### DATA SHOWN
......

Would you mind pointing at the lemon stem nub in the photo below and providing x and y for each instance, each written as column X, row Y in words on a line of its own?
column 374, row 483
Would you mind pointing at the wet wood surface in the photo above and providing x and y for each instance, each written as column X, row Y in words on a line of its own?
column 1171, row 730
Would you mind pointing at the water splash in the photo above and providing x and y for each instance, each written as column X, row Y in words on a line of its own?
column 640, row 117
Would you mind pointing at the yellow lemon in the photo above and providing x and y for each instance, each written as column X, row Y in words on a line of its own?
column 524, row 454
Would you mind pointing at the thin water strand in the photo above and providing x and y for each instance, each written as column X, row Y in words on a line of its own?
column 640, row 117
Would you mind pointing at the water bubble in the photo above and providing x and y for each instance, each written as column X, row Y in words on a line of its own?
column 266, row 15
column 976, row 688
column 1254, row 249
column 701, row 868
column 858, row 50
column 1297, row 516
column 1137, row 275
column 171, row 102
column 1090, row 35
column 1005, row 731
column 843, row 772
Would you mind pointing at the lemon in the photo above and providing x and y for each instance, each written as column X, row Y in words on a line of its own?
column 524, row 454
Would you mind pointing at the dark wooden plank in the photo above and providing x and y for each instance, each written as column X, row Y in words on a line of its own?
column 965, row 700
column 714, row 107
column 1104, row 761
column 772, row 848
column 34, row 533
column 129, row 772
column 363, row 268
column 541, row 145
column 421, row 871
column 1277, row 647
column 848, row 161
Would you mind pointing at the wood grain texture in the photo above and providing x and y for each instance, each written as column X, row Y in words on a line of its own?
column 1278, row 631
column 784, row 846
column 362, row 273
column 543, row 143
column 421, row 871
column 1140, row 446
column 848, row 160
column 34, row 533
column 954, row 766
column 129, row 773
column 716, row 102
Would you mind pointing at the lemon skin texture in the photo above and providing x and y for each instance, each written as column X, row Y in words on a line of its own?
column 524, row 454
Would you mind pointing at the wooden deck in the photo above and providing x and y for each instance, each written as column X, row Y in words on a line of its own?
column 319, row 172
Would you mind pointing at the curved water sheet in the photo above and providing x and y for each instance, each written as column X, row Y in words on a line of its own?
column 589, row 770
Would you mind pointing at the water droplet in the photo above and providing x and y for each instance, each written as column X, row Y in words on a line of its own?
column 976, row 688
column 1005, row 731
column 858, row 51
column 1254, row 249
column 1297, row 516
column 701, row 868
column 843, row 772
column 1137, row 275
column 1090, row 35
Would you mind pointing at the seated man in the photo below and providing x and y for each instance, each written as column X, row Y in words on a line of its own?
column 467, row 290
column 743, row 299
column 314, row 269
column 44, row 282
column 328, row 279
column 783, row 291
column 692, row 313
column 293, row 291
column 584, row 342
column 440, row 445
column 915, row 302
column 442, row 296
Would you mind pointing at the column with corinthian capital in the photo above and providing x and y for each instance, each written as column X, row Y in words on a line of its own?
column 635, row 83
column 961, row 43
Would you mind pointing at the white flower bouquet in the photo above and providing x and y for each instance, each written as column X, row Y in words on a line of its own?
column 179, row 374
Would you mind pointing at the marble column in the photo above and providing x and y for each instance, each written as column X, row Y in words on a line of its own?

......

### PROMPT
Would you return all of the data exactly as it stands above?

### ANSWER SPACE
Would you mind pointing at the lemon stem nub in the photo below and providing x and y for each instance, each written as column X, row Y in words on a line of its own?
column 374, row 483
Would you mind pointing at the wet wood surface in the photo above and providing x and y for each instance, each written as column X, row Y in words on a line of its own?
column 1171, row 730
Would you mind pointing at the water splash in the photo above and providing x and y for each instance, each written as column X, row Y in words on a line of its own?
column 640, row 117
Would you mind pointing at the yellow lemon in the photo above and providing x and y for each instance, each written as column X, row Y in words on a line of its own?
column 524, row 454
Would you mind pointing at the thin water strand in the photo above and providing x and y for each instance, each written as column X, row Y in words on a line of its own?
column 640, row 117
Would you mind pointing at the water bubble in the photo above and providing x and y for each instance, each written as column X, row Y in words on a line of its own?
column 266, row 15
column 976, row 688
column 1254, row 249
column 701, row 868
column 858, row 50
column 1297, row 516
column 1137, row 275
column 171, row 102
column 1090, row 35
column 1005, row 731
column 843, row 772
Would you mind pointing at the lemon in the photo above and providing x and y for each instance, each written as column X, row Y in words on a line of its own?
column 524, row 454
Would you mind pointing at the dark wooden plank in the photo above and providing x and y for each instance, each written as column X, row Y in words on a line of its own?
column 965, row 700
column 714, row 107
column 1104, row 761
column 772, row 848
column 34, row 533
column 129, row 772
column 363, row 268
column 541, row 145
column 421, row 871
column 1277, row 647
column 848, row 161
Would you mind pointing at the wood grain texture in the photo above and providing x and y for each instance, each written as column X, row Y in words on a line of its own?
column 1278, row 631
column 784, row 846
column 362, row 273
column 543, row 143
column 421, row 871
column 1140, row 446
column 848, row 160
column 34, row 533
column 954, row 766
column 129, row 773
column 716, row 102
Would you mind pointing at the lemon skin texture in the photo above and providing x and y for each instance, each written as column X, row Y in words on a line of its own?
column 524, row 454
Would you mind pointing at the wooden deck in the photo above and providing x and y for each instance, each written as column X, row Y in words on a line of its own?
column 319, row 172
Would you mind pointing at the curved water sheet in the photo above and providing x and y for each instance, each written as column X, row Y in words on a line of its own?
column 589, row 770
Would you mind pointing at the water droplet in the photo above and providing x and y for each instance, each written as column X, row Y in words on a line of its own?
column 976, row 688
column 1005, row 731
column 858, row 51
column 1254, row 249
column 1297, row 516
column 701, row 868
column 843, row 772
column 1137, row 275
column 1090, row 35
Would you mind pointing at the seated man in the photo below and providing x and y for each instance, each written as column X, row Y in words on a line of its own?
column 467, row 290
column 743, row 299
column 314, row 269
column 44, row 282
column 328, row 279
column 783, row 291
column 692, row 313
column 293, row 291
column 584, row 342
column 440, row 445
column 915, row 302
column 442, row 296
Would you mind pointing at the column with corinthian capital in the photo above and providing x and y for each instance, each written as column X, row Y in words on a line of its own?
column 635, row 83
column 961, row 43
Would you mind pointing at the white flower bouquet in the photo above and providing x and y for each instance, each written as column X, row Y in words on a line of its own?
column 179, row 374
Would you mind pointing at the marble column in the photo above and providing x and y for each instance, each written as column X, row Y in words on a line of its own?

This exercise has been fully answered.